GIVEN DATA:
▬▬▬▬▬▬▬▬▬▬

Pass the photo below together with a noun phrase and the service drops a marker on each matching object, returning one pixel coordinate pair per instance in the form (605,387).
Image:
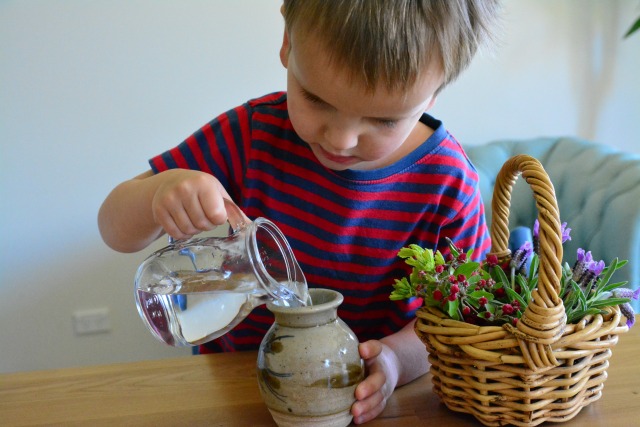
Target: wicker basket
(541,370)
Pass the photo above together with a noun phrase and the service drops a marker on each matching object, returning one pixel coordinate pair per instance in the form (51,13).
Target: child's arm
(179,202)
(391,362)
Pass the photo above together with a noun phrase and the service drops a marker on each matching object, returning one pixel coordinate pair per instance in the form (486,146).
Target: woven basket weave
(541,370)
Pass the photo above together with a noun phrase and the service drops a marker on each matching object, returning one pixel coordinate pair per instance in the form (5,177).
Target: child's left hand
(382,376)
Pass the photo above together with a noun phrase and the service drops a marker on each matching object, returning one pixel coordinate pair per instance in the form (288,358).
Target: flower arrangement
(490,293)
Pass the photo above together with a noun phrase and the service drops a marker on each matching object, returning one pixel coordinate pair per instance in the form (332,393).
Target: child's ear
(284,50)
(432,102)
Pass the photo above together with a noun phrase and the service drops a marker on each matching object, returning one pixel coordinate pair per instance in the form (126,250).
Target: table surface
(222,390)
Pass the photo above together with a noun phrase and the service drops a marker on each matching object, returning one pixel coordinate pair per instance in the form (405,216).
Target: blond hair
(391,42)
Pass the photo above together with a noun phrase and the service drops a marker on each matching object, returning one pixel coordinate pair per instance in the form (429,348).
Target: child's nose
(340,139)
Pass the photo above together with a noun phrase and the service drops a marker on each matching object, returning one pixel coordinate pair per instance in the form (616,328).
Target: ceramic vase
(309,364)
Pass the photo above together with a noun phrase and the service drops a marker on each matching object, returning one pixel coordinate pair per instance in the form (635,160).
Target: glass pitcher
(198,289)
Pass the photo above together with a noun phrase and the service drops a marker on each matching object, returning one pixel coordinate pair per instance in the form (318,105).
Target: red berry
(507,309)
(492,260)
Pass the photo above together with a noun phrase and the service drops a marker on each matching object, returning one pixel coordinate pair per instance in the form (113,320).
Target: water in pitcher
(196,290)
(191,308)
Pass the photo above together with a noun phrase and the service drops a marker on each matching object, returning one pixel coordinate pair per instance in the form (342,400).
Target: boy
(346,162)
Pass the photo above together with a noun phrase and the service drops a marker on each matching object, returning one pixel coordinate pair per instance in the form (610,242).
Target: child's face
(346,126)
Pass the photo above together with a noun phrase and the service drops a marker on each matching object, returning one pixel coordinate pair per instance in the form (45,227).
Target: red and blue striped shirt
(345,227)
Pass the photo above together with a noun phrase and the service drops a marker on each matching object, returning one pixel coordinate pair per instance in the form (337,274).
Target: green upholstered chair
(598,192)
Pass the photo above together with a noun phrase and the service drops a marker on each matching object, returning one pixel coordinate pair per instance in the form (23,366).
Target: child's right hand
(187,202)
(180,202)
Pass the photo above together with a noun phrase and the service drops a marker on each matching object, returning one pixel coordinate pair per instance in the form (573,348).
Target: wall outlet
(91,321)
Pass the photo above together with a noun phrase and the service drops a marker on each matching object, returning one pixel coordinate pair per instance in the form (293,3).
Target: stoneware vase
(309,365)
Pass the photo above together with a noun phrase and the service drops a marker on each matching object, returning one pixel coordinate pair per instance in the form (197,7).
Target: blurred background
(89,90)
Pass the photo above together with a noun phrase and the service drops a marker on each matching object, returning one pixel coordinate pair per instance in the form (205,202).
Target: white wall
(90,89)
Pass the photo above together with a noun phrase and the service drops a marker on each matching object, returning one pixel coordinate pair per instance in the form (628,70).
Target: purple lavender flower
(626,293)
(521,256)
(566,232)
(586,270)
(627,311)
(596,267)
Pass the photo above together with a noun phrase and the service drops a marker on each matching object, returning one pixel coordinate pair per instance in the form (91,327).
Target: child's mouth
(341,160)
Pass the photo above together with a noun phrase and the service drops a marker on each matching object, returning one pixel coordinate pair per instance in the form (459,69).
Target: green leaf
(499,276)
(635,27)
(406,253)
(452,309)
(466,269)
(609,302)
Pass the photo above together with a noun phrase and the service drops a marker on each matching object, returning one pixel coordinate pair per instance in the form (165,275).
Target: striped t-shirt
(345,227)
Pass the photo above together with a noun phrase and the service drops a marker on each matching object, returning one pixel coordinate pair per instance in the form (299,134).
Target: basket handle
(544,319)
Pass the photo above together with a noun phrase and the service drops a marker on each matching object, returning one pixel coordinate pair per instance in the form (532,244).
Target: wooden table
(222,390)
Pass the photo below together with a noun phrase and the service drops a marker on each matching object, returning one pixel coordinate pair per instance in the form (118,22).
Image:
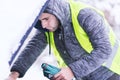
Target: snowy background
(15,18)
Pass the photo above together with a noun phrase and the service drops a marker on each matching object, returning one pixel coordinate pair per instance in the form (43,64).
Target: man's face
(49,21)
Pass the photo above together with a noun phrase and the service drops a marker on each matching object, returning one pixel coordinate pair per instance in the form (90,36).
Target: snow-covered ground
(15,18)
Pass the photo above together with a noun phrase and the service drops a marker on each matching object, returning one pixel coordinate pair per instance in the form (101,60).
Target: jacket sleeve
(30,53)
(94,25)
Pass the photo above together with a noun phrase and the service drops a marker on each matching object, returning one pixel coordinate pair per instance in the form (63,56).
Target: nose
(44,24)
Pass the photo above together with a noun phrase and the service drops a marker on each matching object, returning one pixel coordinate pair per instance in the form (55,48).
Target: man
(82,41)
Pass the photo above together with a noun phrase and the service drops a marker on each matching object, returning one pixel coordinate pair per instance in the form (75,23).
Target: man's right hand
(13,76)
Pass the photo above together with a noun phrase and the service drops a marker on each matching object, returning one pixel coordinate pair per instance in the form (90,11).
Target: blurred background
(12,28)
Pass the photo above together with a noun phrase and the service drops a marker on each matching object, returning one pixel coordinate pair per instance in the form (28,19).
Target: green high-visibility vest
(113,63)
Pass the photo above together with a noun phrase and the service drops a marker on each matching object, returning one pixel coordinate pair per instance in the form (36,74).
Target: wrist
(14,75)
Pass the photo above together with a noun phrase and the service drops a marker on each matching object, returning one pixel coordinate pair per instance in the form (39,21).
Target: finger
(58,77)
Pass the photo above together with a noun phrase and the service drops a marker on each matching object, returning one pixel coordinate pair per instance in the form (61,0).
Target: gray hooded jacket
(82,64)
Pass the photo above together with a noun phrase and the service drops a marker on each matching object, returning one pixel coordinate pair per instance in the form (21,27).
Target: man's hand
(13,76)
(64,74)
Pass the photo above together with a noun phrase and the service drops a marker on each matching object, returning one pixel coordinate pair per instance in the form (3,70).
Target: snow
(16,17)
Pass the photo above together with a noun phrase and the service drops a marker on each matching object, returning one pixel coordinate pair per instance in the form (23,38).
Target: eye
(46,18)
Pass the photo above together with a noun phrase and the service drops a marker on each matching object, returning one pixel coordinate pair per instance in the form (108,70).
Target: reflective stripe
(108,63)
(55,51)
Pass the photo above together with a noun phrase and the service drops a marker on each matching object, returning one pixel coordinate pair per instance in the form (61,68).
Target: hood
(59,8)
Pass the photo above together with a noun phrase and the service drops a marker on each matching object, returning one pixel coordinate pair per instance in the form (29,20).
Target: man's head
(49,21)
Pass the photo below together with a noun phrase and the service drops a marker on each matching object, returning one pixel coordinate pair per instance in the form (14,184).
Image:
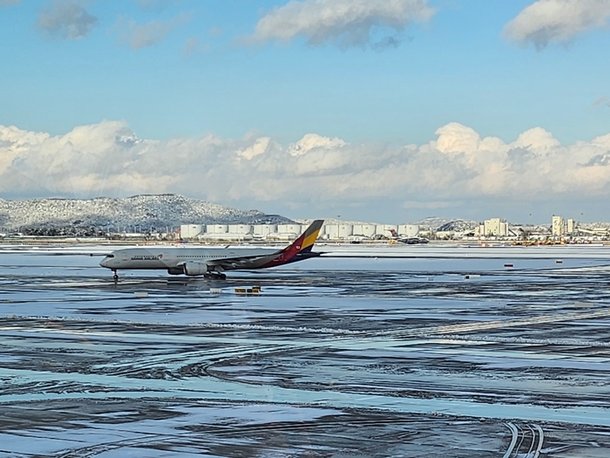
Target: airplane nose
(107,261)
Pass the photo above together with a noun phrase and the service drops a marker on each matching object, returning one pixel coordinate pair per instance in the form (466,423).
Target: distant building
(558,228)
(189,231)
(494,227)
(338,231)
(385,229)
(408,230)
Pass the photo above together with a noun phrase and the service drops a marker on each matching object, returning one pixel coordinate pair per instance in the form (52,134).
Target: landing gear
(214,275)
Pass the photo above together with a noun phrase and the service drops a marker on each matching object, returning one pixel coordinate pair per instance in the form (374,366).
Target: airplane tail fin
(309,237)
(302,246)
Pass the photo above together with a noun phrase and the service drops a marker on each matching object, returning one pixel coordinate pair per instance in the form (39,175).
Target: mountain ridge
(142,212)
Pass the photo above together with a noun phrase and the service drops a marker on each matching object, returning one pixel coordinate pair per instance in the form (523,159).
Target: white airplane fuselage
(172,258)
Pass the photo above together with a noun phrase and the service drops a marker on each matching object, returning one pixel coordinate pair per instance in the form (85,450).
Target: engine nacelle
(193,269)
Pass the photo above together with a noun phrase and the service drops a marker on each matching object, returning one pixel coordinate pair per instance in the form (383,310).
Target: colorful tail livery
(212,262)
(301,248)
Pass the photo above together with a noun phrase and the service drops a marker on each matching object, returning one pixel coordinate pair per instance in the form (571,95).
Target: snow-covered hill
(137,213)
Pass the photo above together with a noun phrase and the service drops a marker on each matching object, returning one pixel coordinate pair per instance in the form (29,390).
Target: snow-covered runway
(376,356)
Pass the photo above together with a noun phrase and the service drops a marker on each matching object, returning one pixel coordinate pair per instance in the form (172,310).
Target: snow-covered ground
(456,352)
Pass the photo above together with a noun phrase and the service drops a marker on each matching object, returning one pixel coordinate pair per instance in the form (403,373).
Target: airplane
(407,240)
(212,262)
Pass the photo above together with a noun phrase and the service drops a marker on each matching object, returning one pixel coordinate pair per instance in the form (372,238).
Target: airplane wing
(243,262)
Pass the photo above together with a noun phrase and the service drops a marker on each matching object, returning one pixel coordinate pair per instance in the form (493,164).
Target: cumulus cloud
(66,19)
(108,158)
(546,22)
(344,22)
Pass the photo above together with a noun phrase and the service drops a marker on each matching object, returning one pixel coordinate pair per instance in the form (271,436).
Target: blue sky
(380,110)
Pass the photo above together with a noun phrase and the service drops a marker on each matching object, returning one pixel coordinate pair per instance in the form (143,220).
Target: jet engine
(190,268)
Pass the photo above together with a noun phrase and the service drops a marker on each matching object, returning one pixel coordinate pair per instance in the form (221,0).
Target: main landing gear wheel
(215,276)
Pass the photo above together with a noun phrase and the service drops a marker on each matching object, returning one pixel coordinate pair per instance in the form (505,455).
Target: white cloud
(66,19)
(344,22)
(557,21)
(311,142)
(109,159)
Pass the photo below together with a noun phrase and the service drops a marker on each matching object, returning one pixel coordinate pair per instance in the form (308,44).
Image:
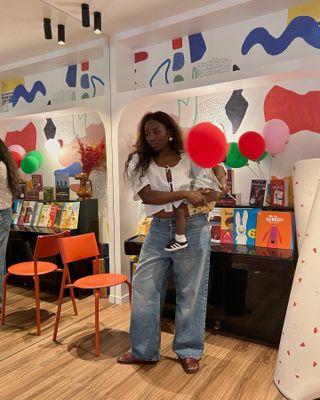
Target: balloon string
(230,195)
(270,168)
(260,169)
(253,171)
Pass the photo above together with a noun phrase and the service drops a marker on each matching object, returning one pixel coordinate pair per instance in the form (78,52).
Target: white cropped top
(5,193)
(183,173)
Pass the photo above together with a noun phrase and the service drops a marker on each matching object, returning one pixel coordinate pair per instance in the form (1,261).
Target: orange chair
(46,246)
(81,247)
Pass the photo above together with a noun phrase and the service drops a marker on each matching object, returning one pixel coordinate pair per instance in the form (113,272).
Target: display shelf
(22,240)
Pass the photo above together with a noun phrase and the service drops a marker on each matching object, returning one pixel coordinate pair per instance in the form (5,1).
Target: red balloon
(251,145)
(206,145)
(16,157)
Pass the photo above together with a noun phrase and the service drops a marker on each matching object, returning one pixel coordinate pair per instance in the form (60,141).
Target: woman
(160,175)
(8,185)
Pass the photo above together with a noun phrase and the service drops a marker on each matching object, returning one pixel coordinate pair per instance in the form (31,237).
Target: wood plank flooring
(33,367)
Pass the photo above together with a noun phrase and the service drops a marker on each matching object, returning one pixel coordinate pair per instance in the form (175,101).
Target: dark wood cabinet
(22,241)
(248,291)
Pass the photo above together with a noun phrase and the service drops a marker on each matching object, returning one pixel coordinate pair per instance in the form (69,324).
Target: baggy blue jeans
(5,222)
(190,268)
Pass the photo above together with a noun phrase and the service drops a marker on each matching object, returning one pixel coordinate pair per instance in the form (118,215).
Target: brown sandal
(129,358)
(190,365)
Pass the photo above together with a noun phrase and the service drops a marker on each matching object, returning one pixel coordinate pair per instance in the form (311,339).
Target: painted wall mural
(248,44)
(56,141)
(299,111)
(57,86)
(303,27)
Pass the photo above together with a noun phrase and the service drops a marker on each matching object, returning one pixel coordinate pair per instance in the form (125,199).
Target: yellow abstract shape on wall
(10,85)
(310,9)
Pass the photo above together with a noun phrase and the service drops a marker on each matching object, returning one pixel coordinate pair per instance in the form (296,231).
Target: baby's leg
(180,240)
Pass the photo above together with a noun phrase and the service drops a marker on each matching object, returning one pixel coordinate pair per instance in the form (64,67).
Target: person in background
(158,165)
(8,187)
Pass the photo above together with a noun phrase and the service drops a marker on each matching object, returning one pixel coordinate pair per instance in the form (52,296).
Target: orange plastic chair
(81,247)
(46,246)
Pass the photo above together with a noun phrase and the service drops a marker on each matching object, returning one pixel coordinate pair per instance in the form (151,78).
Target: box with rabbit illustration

▬▬▬▬▬▬▬▬▬▬

Everything from the line containing "the form (311,339)." to the last line of the entries above should be quoted exactly, and only that.

Pass the photo above together with a noun phrase and the service drops a marker on each matching object, returning one pixel coordinate pair per instance in the form (311,339).
Target: painted wall mural
(248,44)
(56,141)
(299,111)
(57,86)
(303,27)
Pass the photo above together with a noun phrase and the service drops a marker on each matching object, returning one pixel coordinate pair per instance in the form (125,199).
Target: yellow abstract shape on wall
(10,85)
(310,9)
Pass the photo above together with a noun phrase and the service drops a marker on each matching object, returning one pixel coordinate pair per instance in the form (296,231).
Target: baby's leg
(180,240)
Pass the photo above together with a noun phrase and the service drops a marker on each matching object, returning one pixel coordinate pair per instance in the form (64,67).
Target: person in background
(158,165)
(8,187)
Pass the photo above together with a noun phrase and the service drops a marker on each matching object, returning one pixel coordinate pair per instance in the form (52,296).
Target: orange plastic chair
(81,247)
(46,246)
Pass the photo above together with a noun phrase and the service drops a marker on each matching object, returning one pixel coordinate pair per instance in the form (151,78).
Target: box with rabbit illustration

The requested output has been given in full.